STATED GOAL A:
According to the baseball column, what was the value of the contract Adam LaRoche forfeited when he quit?

TEXT BLOCK:
....................

Kids and baseball: It’s a big deal – The Seattle Times

Two unlikely baseball controversies have disrupted the rapture of spring, and I find myself toggling back and forth between grumpiness and enlightenment.

In other words, “Get off my lawn!” — but first, put down some biodegradable fertilizer so I can grow my organic quinoa.

The first issue on the table is Adam LaRoche and his omnipresent 14-year-old son, Drake, who apparently was being all but home-schooled in the Chicago White Sox clubhouse. White Sox vice president Ken Williams suggested that maybe Drake should spend a little less time at the ballyard, and all hell broke loose.

LaRoche up and quit, forfeiting a $13 million contract — but not before his teammates rose to his defense in what has been portrayed as a fiery team meeting. Ace pitcher Chris Sale was particularly worked up, demanding that Williams get out, and stay out, of the White Sox clubhouse, then calling him a liar to reporters.

The result is the liveliest national debate on the intersection of parenthood and sports since the Houston Oilers threatened to discipline offensive tackle David Williams for missing a game in order to attend the birth of his child back in 1993.

Though I greatly admire LaRoche’s devotion to his son, I place myself firmly on Team Williams, at least theoretically. I mean, it’s hard to argue with this statement by Williams: “We all think his kid is a great young man. I just felt it should not be every day, that’s all. You tell me, where in this country can you bring your child to work every day?”

The problem, however, is that more details have emerged that make this far less cut-and-dried than it first appeared. For instance, LaRoche says he signed with the White Sox in 2015 only after they agreed to this very arrangement. And now LaRoche says that Williams, rather than making the reasonable request to scale back Drake’s clubhouse time, told him he couldn’t come at all.

The whole thing was clumsily handled by Williams, muting his thoroughly defensible point that it’s not conducive to team-building for LaRoche to have his kid around 24/7. I’ve been in baseball clubhouses for three decades, and it’s always heartwarming to see players interacting with their children. I used to love watching Jamie Moyer hit grounders and throw BP to his sons in the early afternoon before games, and Felix Hernandez’s son is a delightful occasional presence in the Mariners’ clubhouse, as are other players’ kids.

But I’ve never seen someone have his child around as extensively as LaRoche, and I could see where it might grate on some players, even if they don’t want to admit it publicly. It seems like reasonable men should have been able to work out a compromise that would have kept the White Sox from erupting into open warfare.

The next issue is also about kids and culture, in a roundabout way. I’m speaking about the grumpiest of old men, Goose Gossage, who this week pretty much threw the entire generation of modern ballplayers under the team bus while fuming about how much better things were in his day.

Now, I’m a big fan of Gossage the pitcher, who was the most intimidating closer I’ve ever seen. I actually had a chance to cover him during his waning days with the Giants — one of seven teams he played for in his final seven years — and he was a blast to interview.

....................

STATED GOAL B:
Transcribe the stretch of the rows from their first line through the line containing "[[[600,184],[593,0],[3,0],[0,136],[181,142],[201,50],[221,139]]]", reproducing each line character for character.

Data items:
....................

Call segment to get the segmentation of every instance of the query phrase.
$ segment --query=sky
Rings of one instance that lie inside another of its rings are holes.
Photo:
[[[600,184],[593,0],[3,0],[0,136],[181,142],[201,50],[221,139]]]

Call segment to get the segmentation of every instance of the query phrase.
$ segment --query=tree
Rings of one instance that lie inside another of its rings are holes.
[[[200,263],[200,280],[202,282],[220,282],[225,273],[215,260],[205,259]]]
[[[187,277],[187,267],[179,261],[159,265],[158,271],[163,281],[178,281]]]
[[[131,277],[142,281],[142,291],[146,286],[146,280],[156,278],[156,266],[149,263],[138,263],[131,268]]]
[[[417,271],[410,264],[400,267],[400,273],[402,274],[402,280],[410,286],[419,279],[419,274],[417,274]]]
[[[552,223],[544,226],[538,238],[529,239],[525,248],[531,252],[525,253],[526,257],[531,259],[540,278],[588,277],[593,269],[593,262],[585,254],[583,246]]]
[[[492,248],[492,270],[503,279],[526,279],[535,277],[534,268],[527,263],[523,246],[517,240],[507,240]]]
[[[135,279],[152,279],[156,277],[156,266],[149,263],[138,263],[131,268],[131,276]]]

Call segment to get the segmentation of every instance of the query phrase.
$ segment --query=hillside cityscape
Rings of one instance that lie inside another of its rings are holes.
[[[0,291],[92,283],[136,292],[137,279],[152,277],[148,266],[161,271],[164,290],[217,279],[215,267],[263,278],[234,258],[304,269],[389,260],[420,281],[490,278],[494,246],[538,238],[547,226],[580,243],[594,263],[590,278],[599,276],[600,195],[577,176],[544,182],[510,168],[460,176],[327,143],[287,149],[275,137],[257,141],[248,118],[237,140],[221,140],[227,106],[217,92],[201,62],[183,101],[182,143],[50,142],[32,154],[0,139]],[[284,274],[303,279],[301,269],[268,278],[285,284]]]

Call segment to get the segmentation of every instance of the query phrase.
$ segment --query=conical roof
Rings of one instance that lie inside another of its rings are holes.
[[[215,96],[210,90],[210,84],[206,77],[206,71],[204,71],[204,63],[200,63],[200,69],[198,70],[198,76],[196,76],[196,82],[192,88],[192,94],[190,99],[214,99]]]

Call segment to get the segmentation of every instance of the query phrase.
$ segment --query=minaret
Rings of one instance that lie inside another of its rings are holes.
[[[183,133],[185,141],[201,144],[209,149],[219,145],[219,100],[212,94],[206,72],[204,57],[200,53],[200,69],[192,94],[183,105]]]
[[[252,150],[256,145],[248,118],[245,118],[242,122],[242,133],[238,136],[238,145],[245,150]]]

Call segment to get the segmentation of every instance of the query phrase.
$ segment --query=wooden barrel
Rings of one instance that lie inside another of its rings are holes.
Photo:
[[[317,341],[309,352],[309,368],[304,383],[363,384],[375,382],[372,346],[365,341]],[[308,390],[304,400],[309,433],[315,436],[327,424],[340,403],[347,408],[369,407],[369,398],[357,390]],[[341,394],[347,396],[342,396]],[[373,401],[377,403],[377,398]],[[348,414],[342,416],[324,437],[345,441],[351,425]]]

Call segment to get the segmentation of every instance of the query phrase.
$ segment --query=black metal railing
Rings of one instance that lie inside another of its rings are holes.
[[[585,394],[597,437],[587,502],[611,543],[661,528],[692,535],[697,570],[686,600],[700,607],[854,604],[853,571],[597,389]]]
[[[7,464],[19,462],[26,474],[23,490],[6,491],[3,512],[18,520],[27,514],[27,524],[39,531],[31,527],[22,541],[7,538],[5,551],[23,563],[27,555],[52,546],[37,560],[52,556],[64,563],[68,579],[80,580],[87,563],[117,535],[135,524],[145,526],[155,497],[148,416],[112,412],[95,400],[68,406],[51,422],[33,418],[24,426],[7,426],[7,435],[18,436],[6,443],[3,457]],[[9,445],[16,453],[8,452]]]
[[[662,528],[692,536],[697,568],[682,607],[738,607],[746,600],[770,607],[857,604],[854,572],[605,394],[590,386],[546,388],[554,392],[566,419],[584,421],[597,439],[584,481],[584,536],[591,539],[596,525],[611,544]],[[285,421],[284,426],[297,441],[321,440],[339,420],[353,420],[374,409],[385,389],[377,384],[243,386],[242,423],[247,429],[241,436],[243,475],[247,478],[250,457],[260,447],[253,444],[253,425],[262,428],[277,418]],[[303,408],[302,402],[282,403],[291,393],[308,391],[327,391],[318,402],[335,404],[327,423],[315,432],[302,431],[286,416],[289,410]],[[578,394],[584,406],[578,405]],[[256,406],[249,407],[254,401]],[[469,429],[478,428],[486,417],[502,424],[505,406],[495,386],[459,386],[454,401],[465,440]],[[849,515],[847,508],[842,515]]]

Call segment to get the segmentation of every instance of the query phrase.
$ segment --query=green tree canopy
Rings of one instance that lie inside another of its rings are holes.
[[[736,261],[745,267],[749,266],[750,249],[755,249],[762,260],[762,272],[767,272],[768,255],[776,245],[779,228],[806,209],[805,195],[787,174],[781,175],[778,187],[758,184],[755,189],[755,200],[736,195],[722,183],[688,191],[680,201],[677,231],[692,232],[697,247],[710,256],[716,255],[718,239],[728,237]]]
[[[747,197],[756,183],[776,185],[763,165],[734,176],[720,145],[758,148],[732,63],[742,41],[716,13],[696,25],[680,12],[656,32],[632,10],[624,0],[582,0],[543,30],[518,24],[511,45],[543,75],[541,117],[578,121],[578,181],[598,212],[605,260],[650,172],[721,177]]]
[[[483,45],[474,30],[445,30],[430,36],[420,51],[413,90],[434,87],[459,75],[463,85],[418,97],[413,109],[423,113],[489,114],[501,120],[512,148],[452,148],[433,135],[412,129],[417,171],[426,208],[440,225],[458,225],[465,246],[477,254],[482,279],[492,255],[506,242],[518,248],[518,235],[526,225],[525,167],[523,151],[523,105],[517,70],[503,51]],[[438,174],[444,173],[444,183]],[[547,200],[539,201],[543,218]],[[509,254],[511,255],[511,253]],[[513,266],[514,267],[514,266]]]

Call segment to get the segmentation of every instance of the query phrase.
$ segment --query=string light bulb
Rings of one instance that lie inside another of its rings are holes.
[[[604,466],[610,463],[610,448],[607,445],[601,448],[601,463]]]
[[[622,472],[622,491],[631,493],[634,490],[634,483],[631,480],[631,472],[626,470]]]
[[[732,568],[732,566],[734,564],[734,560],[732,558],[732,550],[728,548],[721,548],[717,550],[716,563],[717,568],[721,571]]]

....................

OUTPUT A:
$13 million.

OUTPUT B:
Call segment to get the segmentation of every instance of the query phrase.
$ segment --query=sky
Rings of one instance that lie inside another of its rings are holes.
Photo:
[[[600,184],[593,0],[3,0],[0,136],[181,142],[201,50],[221,139]]]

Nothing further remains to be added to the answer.